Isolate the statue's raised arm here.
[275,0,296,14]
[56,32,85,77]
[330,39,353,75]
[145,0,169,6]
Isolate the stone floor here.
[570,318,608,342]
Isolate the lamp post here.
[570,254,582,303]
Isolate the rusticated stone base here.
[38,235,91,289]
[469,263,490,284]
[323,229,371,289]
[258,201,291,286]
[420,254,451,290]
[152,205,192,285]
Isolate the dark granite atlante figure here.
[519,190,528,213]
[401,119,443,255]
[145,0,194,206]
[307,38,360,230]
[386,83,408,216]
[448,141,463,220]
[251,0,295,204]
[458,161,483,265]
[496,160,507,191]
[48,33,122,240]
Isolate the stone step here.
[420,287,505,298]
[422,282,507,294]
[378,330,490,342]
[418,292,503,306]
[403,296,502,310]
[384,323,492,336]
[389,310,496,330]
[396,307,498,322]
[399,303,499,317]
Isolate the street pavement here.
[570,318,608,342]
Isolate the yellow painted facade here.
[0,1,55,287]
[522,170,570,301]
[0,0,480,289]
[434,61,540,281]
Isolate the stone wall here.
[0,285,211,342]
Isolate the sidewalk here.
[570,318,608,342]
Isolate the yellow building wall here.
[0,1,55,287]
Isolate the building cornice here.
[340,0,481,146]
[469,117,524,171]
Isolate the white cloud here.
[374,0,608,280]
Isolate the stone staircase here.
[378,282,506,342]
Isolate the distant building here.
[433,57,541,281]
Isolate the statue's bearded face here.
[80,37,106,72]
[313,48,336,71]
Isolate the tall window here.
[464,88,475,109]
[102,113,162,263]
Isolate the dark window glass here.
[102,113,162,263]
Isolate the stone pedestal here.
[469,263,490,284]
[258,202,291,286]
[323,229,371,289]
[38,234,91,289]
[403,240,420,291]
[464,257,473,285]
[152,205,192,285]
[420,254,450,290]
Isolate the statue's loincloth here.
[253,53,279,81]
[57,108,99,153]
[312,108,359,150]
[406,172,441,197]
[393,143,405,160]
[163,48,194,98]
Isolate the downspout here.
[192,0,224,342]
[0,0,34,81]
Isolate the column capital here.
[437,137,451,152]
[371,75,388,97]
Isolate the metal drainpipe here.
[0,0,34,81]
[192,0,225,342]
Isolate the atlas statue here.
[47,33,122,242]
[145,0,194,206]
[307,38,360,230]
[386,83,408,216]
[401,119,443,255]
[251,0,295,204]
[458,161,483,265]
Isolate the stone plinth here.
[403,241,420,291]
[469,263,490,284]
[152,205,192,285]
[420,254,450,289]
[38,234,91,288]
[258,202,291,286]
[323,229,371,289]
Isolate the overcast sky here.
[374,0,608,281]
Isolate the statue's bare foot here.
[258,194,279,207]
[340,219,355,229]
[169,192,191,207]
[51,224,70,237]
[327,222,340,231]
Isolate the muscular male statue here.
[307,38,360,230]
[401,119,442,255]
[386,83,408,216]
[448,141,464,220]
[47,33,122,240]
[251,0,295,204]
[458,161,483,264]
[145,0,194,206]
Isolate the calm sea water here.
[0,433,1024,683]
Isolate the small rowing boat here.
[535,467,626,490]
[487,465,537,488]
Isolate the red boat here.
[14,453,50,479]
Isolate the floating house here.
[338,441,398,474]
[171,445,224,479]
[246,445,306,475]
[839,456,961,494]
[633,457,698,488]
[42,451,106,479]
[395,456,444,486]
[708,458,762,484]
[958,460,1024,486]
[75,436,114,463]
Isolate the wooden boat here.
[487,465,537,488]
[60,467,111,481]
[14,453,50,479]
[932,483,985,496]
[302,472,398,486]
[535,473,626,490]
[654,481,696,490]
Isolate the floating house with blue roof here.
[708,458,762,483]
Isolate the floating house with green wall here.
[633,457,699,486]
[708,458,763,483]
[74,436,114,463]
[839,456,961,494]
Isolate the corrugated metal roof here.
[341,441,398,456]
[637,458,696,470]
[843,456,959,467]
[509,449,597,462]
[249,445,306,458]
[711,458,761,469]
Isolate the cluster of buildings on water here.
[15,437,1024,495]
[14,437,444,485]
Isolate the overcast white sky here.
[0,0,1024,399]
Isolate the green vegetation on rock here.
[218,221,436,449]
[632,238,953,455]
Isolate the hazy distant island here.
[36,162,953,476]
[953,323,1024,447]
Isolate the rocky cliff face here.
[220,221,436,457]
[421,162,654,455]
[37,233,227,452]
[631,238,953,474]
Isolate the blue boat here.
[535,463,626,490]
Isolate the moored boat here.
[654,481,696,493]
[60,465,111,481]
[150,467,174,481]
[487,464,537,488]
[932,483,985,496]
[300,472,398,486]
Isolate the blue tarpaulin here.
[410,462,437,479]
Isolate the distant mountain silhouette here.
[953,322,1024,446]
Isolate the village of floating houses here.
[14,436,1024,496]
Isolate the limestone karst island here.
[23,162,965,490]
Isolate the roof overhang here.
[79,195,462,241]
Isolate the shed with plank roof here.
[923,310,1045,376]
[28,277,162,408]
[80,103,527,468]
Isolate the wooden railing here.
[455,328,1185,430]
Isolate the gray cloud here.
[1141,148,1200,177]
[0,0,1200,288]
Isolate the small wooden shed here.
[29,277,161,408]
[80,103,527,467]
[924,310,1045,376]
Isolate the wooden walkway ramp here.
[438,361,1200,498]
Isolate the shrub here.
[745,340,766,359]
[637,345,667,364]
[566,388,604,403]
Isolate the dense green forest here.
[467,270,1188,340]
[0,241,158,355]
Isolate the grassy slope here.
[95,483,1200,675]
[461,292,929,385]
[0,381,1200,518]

· · ·

Could you shift every bounding-box coordinate up by 119 in the rows starting with the one that contains "Isolate the cluster" and going on through the one that contains "[953,323,1024,447]", then write out all of those rows again, keeping the text lines unchanged?

#### RESULT FOR THIS EXERCISE
Isolate the cluster of buildings on water here.
[134,556,1143,614]
[133,556,563,604]
Isolate the overcast white sky here.
[119,119,1143,518]
Isolate the green vegetation on rock here.
[337,340,555,568]
[751,357,1072,574]
Isolate the hazy distant island here.
[155,281,1072,595]
[1072,442,1143,566]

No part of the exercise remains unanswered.